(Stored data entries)
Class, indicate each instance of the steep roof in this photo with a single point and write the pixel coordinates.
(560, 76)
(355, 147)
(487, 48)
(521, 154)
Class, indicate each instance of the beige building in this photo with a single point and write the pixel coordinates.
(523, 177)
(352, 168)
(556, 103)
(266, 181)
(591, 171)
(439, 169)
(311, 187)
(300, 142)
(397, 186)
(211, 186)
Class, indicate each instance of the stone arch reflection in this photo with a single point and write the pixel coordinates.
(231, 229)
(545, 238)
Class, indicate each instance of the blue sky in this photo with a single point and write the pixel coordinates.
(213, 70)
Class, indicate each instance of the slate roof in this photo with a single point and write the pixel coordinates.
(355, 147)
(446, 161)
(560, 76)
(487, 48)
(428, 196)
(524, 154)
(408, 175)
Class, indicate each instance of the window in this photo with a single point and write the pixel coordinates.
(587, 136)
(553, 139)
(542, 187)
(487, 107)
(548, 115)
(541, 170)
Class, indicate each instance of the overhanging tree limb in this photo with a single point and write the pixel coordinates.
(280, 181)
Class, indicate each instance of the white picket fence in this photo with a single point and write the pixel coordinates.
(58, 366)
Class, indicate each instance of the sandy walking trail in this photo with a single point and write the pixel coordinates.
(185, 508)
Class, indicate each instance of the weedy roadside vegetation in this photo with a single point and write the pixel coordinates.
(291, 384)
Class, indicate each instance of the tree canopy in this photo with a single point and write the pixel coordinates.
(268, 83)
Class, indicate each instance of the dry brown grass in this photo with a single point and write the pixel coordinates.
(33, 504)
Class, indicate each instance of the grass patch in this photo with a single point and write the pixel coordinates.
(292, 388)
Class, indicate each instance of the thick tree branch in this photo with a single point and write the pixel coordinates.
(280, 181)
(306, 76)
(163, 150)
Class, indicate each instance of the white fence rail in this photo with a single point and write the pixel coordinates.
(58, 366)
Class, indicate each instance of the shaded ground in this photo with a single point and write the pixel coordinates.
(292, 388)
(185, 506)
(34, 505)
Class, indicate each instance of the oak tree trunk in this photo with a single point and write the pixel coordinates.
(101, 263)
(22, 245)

Task brief: Each line above is to be restated exactly as it stands.

Answer area:
Class, indicate each instance of the steep roof in this photo with a single point and write the pixel coordinates.
(560, 76)
(355, 147)
(487, 48)
(521, 154)
Class, indicate each instance of the beige building in this photo with a single point and write the pixel coordinates.
(523, 177)
(352, 168)
(556, 103)
(266, 181)
(591, 171)
(439, 169)
(311, 187)
(300, 142)
(397, 186)
(211, 186)
Class, indicate each instance of the stone arch reflection in this photo with a single point and write the pixel coordinates.
(231, 229)
(545, 238)
Class, indicate each instance of the blue sky in this photo with a single point and write the pixel coordinates.
(213, 70)
Class, indicate each instance of the slate roof in this photo with a single point and write the pixel coordinates.
(355, 147)
(446, 161)
(560, 76)
(487, 48)
(428, 196)
(524, 154)
(408, 175)
Class, indicate each instance of the window in this photo with a single point and write the pixel coordinates.
(587, 136)
(553, 139)
(542, 187)
(487, 107)
(548, 115)
(541, 170)
Class, indicate each instance of the overhanging tree limb in this photo with a single point and write the pixel coordinates.
(280, 181)
Class, indicate each instance of the white picket fence in this photo with a single point and write the pixel coordinates.
(58, 366)
Class, indicate each instance of the sandy walking trail in this photo with a single point and write the pixel coordinates.
(185, 508)
Class, indicate each instance of the weedy roadside vegetation in this photo with a single point and write the pixel coordinates.
(291, 384)
Class, indicate each instance of the tree canopy in this photo with a single point and write the pixel coordinates.
(268, 83)
Class, indicate each instance of the dry brown grass in this photo with a single point and write the pixel coordinates.
(33, 504)
Class, indicate each instance of the grass patch in this photo with a single point and write the pixel coordinates.
(292, 388)
Class, indicate each instance of the thick tree branch in this photo with a single point and write the pixel coordinates.
(280, 181)
(306, 76)
(163, 150)
Class, indicate each instance of the white fence rail in this photo with a single point and write the pixel coordinates.
(58, 366)
Class, indicate each instance of the shaded ground in this photo with a single point and write the pixel coordinates.
(292, 388)
(185, 506)
(34, 505)
Class, indicate each instance of the oak tree trunk in this photo with a single point and write the pixel coordinates.
(101, 263)
(22, 245)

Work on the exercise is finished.